At the time of Independence, India faced various problems such as mounting inflation & disequilibrium in the economy due to the Second World War, severe food shortage, an influx of refugees due to partition. So, the Indian government, after Independence, adopted the concept of planning for the economic development of the country. From 1947 to 2017, the Indian economy was carried through the Five-Year Plans, developed & executed by the Planning Commission (1951-2014).
Planning Commission was set up on 15 March 1950 by an Executive Resolution of the Indian Government, with the Prime Minister as the ex-officio chairman of the commission. The first meeting of the National Planning Commission was held on 28 March 1950 in New Delhi. The key objectives of the Planning Commission were:
- Optimum use of the material, capital, and human resources of the country.
- To formulate a plan for effective and balanced utilization of resources,
- To determine the stages in which the plan is to be carried out.
- To determine the national priorities between the programs and projects accepted in the plan.
- Allocation of resources among various sectors as per priorities.
- To determine stage-by-stage execution of Plan.
On 17 August 2014, the Planning commission was dissolved and replaced by a think tank, known as the NITI Aayog (National Institution for Transforming India).

## Given exercise a
Show every line of the records below that contains the string "rider", matching case exactly.

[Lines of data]
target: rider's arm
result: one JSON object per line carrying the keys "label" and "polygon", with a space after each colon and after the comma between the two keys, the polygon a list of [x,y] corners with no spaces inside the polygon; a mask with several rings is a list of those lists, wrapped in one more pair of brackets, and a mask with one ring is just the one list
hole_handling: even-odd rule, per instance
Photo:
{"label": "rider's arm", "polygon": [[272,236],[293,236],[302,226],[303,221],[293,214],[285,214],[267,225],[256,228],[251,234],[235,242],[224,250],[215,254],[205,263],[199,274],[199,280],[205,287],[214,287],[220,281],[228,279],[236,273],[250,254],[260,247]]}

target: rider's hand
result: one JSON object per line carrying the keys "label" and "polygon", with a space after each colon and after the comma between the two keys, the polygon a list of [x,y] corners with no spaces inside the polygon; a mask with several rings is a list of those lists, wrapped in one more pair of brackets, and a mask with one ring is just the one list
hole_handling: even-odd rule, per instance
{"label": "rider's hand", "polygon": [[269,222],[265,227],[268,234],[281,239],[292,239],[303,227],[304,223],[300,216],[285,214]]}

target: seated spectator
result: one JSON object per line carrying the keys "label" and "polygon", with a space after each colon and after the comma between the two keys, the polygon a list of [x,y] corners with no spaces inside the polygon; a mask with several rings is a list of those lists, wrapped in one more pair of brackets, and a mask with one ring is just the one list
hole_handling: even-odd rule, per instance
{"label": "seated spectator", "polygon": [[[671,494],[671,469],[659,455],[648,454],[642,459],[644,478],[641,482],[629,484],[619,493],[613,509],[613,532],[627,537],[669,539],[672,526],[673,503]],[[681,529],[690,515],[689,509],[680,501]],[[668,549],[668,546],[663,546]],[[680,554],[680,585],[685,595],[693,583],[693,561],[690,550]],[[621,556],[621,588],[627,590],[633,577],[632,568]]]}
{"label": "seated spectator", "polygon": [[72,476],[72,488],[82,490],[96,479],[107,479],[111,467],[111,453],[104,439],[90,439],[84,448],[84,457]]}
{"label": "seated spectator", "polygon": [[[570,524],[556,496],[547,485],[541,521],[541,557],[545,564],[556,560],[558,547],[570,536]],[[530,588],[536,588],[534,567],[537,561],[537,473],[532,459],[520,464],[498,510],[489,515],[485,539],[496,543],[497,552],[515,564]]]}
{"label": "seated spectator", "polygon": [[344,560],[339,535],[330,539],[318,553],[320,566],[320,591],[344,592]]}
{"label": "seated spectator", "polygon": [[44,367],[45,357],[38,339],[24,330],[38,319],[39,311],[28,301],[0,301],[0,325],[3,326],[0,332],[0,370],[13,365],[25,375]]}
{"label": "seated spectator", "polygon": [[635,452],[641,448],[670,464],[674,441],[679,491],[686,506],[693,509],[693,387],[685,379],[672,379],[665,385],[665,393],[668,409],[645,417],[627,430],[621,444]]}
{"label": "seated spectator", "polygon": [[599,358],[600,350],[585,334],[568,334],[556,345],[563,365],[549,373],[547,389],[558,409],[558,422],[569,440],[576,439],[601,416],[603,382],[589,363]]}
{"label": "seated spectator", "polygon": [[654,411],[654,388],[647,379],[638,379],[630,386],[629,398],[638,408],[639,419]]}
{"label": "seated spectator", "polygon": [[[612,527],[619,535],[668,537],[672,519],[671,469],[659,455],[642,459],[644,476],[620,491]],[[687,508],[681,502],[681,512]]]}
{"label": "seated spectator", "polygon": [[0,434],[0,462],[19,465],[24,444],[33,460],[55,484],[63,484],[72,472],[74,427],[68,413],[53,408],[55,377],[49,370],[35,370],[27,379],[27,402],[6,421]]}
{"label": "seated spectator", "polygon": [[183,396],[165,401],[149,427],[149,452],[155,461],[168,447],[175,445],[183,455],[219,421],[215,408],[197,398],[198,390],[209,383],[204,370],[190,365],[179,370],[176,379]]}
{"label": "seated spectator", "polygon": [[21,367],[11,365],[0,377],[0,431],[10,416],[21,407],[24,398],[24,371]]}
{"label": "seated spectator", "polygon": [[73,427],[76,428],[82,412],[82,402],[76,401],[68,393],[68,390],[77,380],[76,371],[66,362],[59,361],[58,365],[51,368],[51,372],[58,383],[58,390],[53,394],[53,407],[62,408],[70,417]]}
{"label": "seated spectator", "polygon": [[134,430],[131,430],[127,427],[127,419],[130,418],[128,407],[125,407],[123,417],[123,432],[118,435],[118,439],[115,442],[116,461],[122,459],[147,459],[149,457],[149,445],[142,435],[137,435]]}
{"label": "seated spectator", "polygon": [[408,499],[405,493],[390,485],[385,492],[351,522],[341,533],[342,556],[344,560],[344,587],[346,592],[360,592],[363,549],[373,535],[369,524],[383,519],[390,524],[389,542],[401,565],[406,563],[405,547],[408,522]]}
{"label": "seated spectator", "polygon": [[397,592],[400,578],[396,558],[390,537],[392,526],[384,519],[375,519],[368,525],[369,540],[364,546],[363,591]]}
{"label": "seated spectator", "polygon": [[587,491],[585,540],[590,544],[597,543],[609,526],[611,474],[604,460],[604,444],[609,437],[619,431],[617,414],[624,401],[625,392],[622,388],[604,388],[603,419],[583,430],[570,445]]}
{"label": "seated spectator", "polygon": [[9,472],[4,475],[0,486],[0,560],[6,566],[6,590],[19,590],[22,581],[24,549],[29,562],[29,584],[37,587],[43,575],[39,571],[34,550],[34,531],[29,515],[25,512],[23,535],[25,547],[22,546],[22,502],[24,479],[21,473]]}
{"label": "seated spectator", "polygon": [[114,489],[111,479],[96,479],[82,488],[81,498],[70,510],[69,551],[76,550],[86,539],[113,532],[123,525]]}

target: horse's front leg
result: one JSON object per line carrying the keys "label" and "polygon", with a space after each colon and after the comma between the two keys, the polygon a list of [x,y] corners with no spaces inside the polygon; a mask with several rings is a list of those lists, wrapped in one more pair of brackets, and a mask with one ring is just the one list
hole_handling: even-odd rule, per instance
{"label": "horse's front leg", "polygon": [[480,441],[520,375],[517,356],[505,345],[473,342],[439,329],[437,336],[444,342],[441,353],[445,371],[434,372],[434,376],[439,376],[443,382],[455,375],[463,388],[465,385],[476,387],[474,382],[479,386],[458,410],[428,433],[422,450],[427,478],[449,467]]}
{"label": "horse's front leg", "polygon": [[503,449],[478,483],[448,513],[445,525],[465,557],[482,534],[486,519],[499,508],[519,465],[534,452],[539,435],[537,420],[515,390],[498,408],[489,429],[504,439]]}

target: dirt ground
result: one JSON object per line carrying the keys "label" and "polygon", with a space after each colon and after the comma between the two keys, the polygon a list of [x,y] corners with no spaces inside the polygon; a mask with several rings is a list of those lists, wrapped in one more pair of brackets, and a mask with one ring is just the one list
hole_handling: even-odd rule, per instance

## Given exercise b
According to the text on India's Planning Commission, what replaced the commission when it was dissolved?

## Finished answer a
target: rider's arm
{"label": "rider's arm", "polygon": [[272,236],[293,236],[302,226],[303,221],[293,214],[285,214],[267,225],[256,228],[251,234],[235,242],[224,250],[215,254],[205,263],[199,274],[199,280],[205,287],[214,287],[220,281],[228,279],[236,273],[250,254],[260,247]]}
target: rider's hand
{"label": "rider's hand", "polygon": [[269,222],[265,227],[268,234],[281,239],[292,239],[303,227],[304,223],[300,216],[285,214]]}

## Finished answer b
A think tank known as the NITI Aayog (National Institution for Transforming India).